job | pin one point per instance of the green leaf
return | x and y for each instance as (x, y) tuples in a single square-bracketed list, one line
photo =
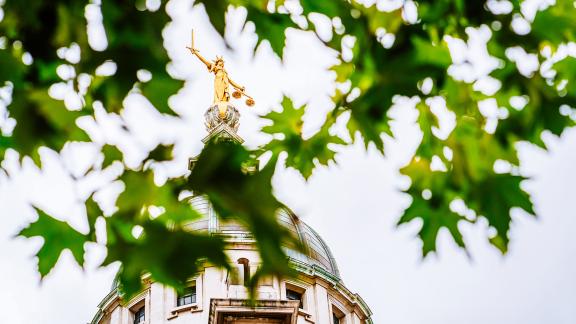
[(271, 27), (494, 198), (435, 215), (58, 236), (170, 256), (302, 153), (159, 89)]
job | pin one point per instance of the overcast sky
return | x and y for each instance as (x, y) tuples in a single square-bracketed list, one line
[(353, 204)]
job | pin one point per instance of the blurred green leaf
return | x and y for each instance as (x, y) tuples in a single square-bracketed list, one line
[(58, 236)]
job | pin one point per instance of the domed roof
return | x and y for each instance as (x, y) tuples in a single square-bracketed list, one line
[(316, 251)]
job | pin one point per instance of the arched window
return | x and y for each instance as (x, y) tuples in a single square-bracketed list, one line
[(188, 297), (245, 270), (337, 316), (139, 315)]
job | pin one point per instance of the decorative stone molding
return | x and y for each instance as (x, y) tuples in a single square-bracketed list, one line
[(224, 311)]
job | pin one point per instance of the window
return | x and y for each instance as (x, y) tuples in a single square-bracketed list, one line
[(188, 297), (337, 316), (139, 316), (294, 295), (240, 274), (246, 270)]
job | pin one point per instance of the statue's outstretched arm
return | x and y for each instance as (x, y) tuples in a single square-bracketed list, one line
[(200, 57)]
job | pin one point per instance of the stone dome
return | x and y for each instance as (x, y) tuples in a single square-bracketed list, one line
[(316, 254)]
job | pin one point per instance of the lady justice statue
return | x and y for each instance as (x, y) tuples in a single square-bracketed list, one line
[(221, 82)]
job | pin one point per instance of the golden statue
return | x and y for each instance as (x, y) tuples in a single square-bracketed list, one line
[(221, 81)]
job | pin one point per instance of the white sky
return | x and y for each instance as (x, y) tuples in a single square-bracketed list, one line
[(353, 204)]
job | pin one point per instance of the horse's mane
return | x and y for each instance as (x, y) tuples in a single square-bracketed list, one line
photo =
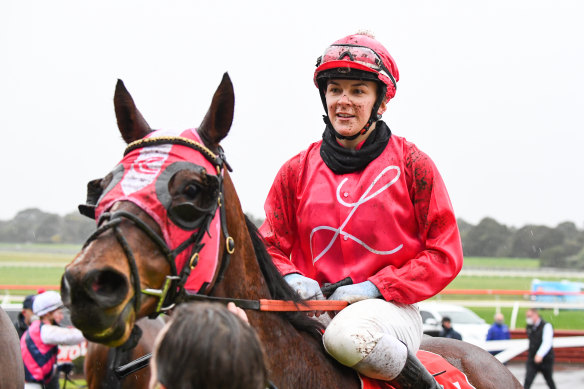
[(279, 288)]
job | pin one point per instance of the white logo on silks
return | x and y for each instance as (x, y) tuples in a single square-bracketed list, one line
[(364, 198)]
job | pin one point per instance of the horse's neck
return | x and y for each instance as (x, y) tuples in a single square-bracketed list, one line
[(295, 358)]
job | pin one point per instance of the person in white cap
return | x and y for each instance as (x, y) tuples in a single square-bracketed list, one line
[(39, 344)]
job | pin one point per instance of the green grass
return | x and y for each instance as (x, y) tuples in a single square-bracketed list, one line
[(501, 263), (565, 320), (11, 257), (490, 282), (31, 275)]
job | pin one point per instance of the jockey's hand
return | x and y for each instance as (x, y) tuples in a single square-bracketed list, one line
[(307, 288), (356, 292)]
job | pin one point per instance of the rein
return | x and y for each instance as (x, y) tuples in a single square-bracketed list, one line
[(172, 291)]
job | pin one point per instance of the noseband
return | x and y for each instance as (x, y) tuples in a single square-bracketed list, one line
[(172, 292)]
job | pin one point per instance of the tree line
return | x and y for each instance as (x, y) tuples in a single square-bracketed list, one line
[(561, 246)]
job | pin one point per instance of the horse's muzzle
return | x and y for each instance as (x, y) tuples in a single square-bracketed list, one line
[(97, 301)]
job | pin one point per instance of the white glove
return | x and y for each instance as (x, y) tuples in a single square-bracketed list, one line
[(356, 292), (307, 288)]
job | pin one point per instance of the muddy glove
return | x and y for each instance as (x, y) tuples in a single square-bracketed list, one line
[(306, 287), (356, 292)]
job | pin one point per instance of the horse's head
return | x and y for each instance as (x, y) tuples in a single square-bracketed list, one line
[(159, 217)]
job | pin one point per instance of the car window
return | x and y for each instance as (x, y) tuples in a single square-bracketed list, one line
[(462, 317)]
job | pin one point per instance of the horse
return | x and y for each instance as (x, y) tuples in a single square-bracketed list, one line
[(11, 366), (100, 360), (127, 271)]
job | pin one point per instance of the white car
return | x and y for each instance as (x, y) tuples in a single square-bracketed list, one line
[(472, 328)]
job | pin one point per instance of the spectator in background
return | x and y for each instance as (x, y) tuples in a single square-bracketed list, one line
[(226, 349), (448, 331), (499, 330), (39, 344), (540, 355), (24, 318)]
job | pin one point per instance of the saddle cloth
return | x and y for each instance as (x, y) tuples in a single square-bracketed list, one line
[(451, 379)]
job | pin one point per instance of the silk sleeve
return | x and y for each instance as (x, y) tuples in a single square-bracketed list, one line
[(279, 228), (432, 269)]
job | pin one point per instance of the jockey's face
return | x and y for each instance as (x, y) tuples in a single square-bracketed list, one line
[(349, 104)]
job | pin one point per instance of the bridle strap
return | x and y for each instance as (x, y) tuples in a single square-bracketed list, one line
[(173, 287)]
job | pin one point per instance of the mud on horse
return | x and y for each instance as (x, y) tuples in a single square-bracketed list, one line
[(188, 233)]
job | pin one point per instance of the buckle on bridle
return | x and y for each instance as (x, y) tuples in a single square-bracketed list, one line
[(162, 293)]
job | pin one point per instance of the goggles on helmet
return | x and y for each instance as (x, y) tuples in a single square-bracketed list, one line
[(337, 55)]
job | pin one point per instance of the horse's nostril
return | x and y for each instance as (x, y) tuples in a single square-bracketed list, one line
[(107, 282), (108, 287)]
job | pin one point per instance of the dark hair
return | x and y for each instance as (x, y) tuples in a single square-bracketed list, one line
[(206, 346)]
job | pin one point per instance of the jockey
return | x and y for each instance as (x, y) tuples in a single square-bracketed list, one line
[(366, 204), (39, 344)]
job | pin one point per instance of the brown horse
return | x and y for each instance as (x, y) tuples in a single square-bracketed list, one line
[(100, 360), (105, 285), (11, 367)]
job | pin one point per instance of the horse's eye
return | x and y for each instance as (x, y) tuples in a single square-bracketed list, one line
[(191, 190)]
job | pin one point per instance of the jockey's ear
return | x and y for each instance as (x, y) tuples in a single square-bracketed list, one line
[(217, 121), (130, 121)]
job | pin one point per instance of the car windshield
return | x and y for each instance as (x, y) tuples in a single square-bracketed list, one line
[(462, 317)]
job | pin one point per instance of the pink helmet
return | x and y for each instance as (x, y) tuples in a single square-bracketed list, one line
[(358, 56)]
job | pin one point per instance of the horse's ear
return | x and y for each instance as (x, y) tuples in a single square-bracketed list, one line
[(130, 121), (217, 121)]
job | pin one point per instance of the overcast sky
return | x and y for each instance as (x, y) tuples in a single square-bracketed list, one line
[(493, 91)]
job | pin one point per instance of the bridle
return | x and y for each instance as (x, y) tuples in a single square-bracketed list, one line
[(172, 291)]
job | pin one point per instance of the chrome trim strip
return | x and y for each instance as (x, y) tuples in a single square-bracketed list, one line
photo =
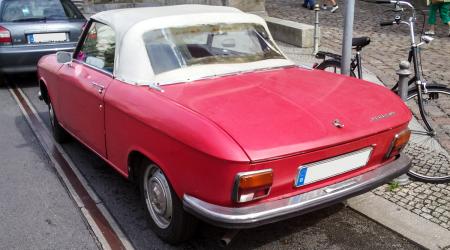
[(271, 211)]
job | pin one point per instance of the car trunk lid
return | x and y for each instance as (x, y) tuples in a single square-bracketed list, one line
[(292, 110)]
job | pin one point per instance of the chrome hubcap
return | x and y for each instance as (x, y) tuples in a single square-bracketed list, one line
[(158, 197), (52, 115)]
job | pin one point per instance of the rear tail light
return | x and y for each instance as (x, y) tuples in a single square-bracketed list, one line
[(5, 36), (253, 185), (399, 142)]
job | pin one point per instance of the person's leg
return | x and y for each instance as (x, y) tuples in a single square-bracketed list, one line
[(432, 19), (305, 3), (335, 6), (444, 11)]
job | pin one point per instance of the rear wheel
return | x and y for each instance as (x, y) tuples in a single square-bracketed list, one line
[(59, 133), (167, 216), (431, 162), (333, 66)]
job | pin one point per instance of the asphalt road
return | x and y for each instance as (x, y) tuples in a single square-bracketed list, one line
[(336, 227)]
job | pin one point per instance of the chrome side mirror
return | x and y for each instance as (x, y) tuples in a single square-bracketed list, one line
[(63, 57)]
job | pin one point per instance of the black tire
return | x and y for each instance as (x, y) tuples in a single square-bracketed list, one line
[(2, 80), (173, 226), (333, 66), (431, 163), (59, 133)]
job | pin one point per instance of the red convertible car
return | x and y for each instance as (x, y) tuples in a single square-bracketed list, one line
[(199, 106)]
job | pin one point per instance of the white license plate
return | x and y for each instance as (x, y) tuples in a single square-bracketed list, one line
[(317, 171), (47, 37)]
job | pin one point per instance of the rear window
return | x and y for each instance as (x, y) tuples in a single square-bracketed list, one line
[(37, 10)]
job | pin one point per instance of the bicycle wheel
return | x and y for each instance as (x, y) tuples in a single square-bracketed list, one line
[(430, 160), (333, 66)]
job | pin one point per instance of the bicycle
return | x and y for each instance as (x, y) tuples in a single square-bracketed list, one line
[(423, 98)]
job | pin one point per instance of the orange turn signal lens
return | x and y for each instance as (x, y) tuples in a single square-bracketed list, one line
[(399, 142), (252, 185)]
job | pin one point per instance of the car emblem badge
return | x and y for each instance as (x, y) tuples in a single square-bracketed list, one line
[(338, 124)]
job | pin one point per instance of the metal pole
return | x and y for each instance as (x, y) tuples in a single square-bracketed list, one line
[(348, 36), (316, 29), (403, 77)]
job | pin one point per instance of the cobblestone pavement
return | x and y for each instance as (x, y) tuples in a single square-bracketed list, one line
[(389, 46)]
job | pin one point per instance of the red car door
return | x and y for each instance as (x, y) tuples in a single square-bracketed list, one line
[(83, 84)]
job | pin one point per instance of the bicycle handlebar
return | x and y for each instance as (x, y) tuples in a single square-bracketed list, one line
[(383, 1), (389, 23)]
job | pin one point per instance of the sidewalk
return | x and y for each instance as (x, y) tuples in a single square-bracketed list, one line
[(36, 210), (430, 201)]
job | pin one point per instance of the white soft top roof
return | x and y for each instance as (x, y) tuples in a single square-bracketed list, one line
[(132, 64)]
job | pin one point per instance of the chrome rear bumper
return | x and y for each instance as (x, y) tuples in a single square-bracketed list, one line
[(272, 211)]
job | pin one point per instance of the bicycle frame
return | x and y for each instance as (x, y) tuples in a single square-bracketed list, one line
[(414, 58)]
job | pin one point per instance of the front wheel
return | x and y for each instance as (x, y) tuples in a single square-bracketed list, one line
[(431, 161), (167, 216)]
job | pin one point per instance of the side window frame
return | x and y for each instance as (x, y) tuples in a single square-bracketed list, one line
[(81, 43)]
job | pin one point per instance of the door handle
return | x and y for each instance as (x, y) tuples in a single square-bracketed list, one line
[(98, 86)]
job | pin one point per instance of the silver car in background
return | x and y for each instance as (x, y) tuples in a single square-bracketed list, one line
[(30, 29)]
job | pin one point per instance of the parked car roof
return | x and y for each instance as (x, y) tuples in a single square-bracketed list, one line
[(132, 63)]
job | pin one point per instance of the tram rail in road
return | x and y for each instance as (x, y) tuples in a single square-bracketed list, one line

§ **TASK TO COMPLETE**
What you give back should be only the lines of the records above, starting at the line with "job | pin one point per instance of the front" and ending at the line with "job | pin one point per instance of the side window", restated word for word.

§ **ANSWER TO THE EXERCISE**
job | pin one point per instance of the front wheel
return | x and y for each instance as (x, y) tuples in a single square-bracketed list, one line
[(431, 161), (167, 216)]
job | pin one point per instance of the side window frame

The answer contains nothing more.